### Data excerpts
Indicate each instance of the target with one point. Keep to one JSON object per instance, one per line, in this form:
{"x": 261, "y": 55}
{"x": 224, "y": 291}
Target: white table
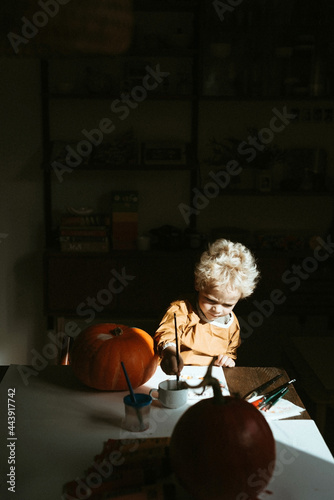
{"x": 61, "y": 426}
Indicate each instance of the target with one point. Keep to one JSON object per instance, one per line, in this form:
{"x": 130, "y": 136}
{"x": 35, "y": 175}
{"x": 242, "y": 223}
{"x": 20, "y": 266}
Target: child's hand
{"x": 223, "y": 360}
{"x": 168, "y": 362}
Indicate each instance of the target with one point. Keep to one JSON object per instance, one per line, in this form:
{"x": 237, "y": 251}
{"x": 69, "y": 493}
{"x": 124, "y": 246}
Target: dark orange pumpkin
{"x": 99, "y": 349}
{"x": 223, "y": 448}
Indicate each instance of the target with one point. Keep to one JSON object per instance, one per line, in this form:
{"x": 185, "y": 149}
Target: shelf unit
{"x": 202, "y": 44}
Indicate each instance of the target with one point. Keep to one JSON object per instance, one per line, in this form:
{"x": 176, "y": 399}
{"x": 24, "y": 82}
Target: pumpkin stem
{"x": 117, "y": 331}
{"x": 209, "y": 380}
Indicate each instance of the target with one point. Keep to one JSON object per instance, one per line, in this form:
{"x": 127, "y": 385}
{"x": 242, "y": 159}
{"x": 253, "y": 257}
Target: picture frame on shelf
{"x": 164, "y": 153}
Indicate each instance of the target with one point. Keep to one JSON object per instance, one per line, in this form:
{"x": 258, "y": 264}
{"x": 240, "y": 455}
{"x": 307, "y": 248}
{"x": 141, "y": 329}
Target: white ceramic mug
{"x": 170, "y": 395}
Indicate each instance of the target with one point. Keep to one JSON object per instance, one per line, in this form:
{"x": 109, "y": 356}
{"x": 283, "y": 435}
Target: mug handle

### Given instruction
Return every row above verbatim, character for character, but omit the pictures.

### Response to the task
Indicate each instance of the target with one point. Keep to one JSON object per instance, one per line, in this form:
{"x": 261, "y": 55}
{"x": 224, "y": 291}
Target: white table
{"x": 61, "y": 426}
Indicate each instance of the target with one point. Keep to one JSON object per instance, one per line, in this form:
{"x": 130, "y": 136}
{"x": 35, "y": 175}
{"x": 242, "y": 223}
{"x": 20, "y": 266}
Target: child's hand
{"x": 223, "y": 360}
{"x": 168, "y": 362}
Indicate each instance of the target with one point. Keep to one JSON object per instance, one per line, in this form:
{"x": 237, "y": 251}
{"x": 69, "y": 493}
{"x": 124, "y": 246}
Target: dark orange pumpkin
{"x": 99, "y": 349}
{"x": 223, "y": 448}
Indicate each instance of the target with one point. Keep to one JSON object per instance, one per line, in this form:
{"x": 185, "y": 149}
Target: shelf unit
{"x": 202, "y": 44}
Indicate each instance of the target with one point. Keep to one JSON object per instance, one per line, in this form:
{"x": 176, "y": 399}
{"x": 24, "y": 82}
Target: pumpkin stem
{"x": 117, "y": 331}
{"x": 209, "y": 380}
Indicate each instance of the target with one point. Keep to one JSON object per instance, one per line, in this form:
{"x": 127, "y": 385}
{"x": 242, "y": 159}
{"x": 253, "y": 257}
Target: picture frame on shelf
{"x": 164, "y": 153}
Indicate each instance of the target with one point. Keep to one JSON object per instance, one per line, in this form:
{"x": 258, "y": 264}
{"x": 240, "y": 455}
{"x": 307, "y": 248}
{"x": 141, "y": 329}
Target: white ceramic mug
{"x": 170, "y": 395}
Indicate each instance of the target with one point. Keep to one JSON object per instance, one per line, in this form:
{"x": 109, "y": 356}
{"x": 283, "y": 435}
Target: mug handle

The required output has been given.